Stored dataset items
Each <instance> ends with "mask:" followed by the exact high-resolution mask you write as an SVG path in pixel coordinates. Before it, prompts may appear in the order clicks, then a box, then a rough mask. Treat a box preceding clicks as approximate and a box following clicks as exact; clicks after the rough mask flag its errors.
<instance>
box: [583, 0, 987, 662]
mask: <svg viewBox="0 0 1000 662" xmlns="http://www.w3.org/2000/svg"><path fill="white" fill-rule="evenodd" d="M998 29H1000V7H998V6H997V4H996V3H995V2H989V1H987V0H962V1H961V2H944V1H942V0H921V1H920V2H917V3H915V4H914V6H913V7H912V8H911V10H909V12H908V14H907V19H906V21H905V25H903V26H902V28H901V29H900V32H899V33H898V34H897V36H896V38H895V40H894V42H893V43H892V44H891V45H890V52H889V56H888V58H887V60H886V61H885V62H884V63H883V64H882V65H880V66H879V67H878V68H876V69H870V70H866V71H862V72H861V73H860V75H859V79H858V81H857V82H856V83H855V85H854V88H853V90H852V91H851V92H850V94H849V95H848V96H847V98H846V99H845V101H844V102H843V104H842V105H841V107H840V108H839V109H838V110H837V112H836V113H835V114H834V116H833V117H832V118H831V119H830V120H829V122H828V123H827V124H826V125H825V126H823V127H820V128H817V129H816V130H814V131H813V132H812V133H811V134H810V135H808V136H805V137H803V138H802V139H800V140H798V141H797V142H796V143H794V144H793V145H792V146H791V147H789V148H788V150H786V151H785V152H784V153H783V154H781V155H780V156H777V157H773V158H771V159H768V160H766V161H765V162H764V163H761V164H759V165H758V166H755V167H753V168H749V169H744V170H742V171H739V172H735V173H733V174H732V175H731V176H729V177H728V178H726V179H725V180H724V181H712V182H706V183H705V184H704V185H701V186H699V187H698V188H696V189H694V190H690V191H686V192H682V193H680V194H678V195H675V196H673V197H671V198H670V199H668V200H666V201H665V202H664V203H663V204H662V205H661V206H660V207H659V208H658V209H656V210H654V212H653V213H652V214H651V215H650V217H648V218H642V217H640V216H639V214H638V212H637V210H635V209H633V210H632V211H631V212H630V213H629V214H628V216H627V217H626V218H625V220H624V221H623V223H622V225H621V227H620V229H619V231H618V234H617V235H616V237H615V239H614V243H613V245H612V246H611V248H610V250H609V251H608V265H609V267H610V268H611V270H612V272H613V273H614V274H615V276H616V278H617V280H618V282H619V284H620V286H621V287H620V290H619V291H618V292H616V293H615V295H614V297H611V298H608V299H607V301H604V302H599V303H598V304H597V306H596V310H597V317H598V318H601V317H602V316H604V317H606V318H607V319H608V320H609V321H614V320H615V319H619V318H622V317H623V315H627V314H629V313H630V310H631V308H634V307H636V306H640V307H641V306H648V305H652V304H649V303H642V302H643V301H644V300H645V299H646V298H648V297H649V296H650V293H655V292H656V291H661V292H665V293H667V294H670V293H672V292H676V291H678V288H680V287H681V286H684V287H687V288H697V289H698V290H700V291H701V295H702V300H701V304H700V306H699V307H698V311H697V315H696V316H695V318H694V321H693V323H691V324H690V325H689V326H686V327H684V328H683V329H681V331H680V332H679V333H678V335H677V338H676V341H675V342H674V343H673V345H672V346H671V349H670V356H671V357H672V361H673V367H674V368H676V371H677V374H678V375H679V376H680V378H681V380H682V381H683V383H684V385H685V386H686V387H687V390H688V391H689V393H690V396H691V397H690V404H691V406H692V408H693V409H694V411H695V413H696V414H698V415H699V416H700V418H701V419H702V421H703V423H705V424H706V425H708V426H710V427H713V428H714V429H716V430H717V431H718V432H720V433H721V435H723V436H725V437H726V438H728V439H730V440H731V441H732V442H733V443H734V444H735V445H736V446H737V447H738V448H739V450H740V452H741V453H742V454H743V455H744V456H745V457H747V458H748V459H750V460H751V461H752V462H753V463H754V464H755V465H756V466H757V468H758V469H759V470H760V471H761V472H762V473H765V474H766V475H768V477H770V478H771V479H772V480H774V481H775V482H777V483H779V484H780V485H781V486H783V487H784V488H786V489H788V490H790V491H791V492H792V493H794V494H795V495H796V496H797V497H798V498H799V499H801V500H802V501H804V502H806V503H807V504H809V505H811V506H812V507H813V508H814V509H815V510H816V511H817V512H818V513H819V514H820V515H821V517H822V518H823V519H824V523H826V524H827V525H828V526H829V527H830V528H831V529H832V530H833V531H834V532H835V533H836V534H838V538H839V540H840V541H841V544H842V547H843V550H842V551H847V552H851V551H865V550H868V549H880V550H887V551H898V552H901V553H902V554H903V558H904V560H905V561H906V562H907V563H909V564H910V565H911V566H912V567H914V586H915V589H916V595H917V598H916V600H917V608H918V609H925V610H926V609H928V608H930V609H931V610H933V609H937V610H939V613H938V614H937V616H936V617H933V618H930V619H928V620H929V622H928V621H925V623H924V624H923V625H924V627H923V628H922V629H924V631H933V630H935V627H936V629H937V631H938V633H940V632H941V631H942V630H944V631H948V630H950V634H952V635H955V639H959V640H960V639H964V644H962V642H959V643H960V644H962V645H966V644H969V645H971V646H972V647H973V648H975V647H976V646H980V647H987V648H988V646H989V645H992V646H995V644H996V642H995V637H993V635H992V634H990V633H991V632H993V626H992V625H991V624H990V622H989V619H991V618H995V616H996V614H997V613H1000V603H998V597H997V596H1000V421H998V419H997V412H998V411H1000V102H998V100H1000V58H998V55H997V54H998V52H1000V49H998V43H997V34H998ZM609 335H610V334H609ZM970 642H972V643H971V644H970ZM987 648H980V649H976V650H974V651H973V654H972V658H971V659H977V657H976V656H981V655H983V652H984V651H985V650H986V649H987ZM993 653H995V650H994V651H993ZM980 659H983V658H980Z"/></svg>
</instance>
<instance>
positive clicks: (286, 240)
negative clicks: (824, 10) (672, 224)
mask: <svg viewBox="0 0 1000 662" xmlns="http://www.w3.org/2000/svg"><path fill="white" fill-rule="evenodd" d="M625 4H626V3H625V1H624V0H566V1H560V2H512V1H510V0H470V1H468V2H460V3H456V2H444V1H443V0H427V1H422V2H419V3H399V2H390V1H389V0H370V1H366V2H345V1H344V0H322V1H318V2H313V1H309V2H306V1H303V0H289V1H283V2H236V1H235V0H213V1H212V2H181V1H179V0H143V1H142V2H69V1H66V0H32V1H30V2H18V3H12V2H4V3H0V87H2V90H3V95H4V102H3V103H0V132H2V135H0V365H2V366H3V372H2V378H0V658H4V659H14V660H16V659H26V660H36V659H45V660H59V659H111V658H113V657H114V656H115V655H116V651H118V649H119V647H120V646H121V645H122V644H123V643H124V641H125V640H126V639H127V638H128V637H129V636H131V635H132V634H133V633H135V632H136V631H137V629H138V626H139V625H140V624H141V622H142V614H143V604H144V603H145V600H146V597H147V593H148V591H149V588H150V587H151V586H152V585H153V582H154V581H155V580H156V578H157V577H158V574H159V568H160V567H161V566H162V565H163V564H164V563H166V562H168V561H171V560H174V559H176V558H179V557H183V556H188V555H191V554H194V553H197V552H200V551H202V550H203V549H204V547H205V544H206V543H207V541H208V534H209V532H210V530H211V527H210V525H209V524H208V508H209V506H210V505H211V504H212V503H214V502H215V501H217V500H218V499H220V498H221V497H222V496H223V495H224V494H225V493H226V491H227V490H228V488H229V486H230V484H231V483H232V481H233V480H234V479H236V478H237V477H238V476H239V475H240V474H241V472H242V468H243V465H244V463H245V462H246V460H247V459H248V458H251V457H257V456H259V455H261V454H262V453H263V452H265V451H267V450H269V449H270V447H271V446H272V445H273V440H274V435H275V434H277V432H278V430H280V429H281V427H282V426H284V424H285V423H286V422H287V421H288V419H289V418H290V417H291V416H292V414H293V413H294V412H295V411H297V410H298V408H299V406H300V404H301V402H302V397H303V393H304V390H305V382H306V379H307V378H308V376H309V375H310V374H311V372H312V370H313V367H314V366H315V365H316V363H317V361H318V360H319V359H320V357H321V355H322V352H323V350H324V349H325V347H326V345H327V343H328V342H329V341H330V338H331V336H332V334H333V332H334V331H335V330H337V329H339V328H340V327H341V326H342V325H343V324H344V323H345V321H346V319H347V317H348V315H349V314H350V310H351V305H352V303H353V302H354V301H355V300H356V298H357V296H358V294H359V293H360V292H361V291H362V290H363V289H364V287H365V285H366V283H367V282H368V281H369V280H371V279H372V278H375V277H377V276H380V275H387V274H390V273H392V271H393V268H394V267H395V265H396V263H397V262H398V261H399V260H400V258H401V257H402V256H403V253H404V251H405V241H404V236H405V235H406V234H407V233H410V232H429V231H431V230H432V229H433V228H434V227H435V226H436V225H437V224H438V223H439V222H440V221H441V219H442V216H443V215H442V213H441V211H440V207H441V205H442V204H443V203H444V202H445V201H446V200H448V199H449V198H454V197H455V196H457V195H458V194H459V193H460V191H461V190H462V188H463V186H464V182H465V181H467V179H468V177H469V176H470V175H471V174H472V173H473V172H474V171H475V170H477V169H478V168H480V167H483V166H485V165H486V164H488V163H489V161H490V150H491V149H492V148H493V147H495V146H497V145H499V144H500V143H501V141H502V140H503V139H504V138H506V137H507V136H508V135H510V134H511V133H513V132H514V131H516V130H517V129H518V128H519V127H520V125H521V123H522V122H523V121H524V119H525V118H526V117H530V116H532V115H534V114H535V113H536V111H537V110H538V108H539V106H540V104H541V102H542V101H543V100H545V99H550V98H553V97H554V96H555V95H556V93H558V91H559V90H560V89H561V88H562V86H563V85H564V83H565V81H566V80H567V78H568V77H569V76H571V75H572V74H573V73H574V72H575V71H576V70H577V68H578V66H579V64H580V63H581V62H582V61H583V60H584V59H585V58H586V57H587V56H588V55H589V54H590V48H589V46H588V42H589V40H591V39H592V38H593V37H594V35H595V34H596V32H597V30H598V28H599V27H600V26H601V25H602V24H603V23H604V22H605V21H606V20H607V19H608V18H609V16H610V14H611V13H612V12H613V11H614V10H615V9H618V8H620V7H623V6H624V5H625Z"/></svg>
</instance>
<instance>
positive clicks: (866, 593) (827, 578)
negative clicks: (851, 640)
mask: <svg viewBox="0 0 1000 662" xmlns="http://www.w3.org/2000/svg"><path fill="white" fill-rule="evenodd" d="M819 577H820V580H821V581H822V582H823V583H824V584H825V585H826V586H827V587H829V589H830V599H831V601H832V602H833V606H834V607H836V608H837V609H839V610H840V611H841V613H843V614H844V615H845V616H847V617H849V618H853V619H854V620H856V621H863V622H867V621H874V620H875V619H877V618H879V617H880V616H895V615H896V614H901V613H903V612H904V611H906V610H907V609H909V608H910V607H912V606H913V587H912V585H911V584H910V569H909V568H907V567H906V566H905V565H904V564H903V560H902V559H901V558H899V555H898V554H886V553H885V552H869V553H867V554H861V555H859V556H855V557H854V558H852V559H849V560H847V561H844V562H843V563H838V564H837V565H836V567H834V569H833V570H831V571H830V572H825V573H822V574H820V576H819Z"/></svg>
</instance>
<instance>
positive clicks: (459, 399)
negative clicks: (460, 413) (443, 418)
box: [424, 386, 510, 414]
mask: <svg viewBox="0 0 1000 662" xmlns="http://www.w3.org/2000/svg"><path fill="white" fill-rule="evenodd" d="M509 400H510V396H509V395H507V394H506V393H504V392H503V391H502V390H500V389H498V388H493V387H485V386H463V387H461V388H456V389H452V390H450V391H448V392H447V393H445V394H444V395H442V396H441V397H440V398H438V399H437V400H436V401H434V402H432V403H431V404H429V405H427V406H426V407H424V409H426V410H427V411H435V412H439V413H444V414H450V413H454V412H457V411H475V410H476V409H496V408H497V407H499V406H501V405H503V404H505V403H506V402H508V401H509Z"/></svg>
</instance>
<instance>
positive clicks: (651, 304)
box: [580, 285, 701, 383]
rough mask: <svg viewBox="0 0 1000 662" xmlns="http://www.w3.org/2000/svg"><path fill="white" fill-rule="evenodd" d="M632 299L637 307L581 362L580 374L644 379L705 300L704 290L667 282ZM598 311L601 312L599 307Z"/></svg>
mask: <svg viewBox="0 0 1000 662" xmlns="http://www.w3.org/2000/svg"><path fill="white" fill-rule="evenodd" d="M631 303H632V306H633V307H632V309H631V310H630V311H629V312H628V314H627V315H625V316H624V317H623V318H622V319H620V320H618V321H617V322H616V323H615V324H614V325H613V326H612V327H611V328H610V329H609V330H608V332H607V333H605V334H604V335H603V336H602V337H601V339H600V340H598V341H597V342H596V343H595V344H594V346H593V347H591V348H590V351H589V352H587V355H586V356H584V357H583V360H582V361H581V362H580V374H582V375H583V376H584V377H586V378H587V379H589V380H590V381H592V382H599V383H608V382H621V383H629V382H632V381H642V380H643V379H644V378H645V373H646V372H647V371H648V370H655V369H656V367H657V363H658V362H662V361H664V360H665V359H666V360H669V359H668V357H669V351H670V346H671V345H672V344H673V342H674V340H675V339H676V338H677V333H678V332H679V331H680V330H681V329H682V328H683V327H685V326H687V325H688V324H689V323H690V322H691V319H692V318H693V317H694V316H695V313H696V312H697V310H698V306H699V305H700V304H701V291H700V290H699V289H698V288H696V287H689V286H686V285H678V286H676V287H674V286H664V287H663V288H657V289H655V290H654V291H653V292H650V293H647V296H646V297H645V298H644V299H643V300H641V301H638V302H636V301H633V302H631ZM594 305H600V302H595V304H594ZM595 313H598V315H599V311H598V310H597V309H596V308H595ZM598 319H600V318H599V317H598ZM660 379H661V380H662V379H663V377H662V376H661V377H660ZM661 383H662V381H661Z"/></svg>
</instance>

**Directions for this task**
Please rewrite the records, starting with the first line and going on through the line that contains "box: [583, 0, 987, 662]", as a Markdown table with the columns No. and Line. Give one row per line and leave out any blank lines.

**Solution to this task**
| No. | Line |
|---|---|
| 1 | Each <instance> ends with "mask:" followed by the exact high-resolution mask you write as an SVG path in pixel coordinates. Before it, prompts may appear in the order clicks, then a box, then a rough mask. Treat a box preceding clicks as approximate and a box following clicks as exact; clicks after the rough mask flag its errors. |
| 2 | <instance> |
| 3 | box: [583, 0, 987, 662] |